▶ _Passage to read_
┄┄┄┄┄┄

The application relies on three causes of action. First, pursuant to s 120(1) of the Trade Marks Act 1995 (Cth), Bacchus alleges that BDS infringed the trademark, “The Cowboy Pack”, registered by Bacchus from 2 August 2001 for use with specified alcoholic beverages. Second, Bacchus alleges contravention by BDS of ss 18 and 29(1)(a), (g) and (h) of the Australian Consumer Law (ACL), as set out in Schedule 2 to the Competition and Consumer Act 2010 (Cth). Section 18 of the ACL provides:
(1)A person must not, in trade or commerce, engage in conduct that is misleading or deceptive or is likely to mislead or deceive.
(2)Nothing in Part 3-1 (which is about unfair practices) limits by implication subsection (1).
Section 29(1)(a),(g) and (h) relevantly provides:
(1)A person must not, in trade or commerce, in connection with the supply or possible supply of goods or services or in connection with the promotion by any means of the supply or use of good or services:
(a) make a false or misleading representation that goods are of a particular standard, quality, value, grade, composition, style or model or have had a particular history or particular previous use; or
…
(g)make a false or misleading representation that the goods or services have sponsorship, approval, performance characteristics, accessories, uses or benefits; or
(h)make a false or misleading representation that the person making the representation has a sponsorship, approval or affiliation;
Third, Bacchus alleges that BDS committed the tort of passing off.
Bacchus produces and markets cream based liqueurs and has done so since 1994. In 2004, BDS Marketing was established as the marketing arm of Bacchus. From 2004 until March 2011, BDS Marketing distributed and marketed the products of Bacchus. The current CEO of Bacchus, Mr Vincent Heng, and a current director of Bacchus, Mr Damien Hajdinjak, were previously directors of BDS Marketing. The current CEO of BDS Marketing, Mr Mark Iacovangelo, was previously an employee of Bacchus. BDS Marketing and CB Global have the same directors. CB Global owns the intellectual property in the products of BDS Marketing.

┄┄┄┄┄┄

▶ _Raw records_
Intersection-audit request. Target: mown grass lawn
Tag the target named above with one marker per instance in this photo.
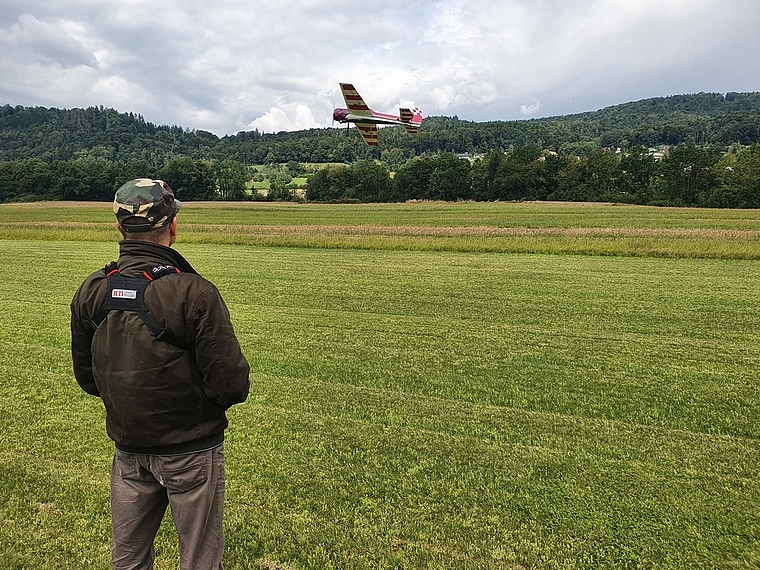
(413, 407)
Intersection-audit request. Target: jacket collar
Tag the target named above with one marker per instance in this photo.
(134, 254)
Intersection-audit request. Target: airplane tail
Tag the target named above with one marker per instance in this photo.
(354, 101)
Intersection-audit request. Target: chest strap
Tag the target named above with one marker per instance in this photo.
(128, 294)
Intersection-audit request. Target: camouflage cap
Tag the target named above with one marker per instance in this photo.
(144, 204)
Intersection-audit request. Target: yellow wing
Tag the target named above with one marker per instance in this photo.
(368, 132)
(354, 101)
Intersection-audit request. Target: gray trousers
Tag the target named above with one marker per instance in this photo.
(141, 488)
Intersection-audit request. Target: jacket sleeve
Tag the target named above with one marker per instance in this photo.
(81, 342)
(218, 355)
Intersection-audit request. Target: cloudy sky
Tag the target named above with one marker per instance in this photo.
(232, 65)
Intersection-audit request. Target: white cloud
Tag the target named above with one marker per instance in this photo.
(238, 64)
(285, 119)
(531, 109)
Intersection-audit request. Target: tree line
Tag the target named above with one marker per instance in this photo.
(687, 175)
(98, 133)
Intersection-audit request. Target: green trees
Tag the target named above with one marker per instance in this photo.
(231, 177)
(190, 179)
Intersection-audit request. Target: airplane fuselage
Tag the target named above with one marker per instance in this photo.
(345, 116)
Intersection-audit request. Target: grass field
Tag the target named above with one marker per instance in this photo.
(464, 386)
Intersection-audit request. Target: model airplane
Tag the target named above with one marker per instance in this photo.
(366, 120)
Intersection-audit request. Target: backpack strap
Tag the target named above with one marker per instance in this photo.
(128, 294)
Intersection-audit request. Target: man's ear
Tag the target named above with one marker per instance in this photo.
(173, 229)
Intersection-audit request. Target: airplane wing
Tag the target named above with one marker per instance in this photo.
(412, 119)
(354, 101)
(368, 132)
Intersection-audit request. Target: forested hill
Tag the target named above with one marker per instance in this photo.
(102, 133)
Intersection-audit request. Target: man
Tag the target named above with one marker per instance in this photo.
(153, 339)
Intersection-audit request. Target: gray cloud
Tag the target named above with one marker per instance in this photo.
(236, 65)
(33, 41)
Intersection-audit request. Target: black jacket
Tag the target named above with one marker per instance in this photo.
(159, 399)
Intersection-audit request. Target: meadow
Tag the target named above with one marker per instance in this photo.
(497, 386)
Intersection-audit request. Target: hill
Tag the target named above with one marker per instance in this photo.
(103, 133)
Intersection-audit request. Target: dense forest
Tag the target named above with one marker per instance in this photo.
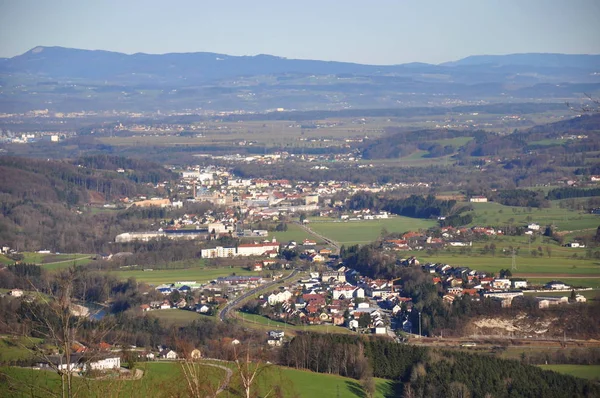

┄┄┄┄┄┄

▶ _Objective_
Which people are named in the passage about Bacchus and BDS, and what current role does the passage give each? The rows have nothing to do with the passage about Bacchus and BDS.

▶ _Solution_
- Mr Vincent Heng: current CEO of Bacchus
- Mr Damien Hajdinjak: current director of Bacchus
- Mr Mark Iacovangelo: current CEO of BDS Marketing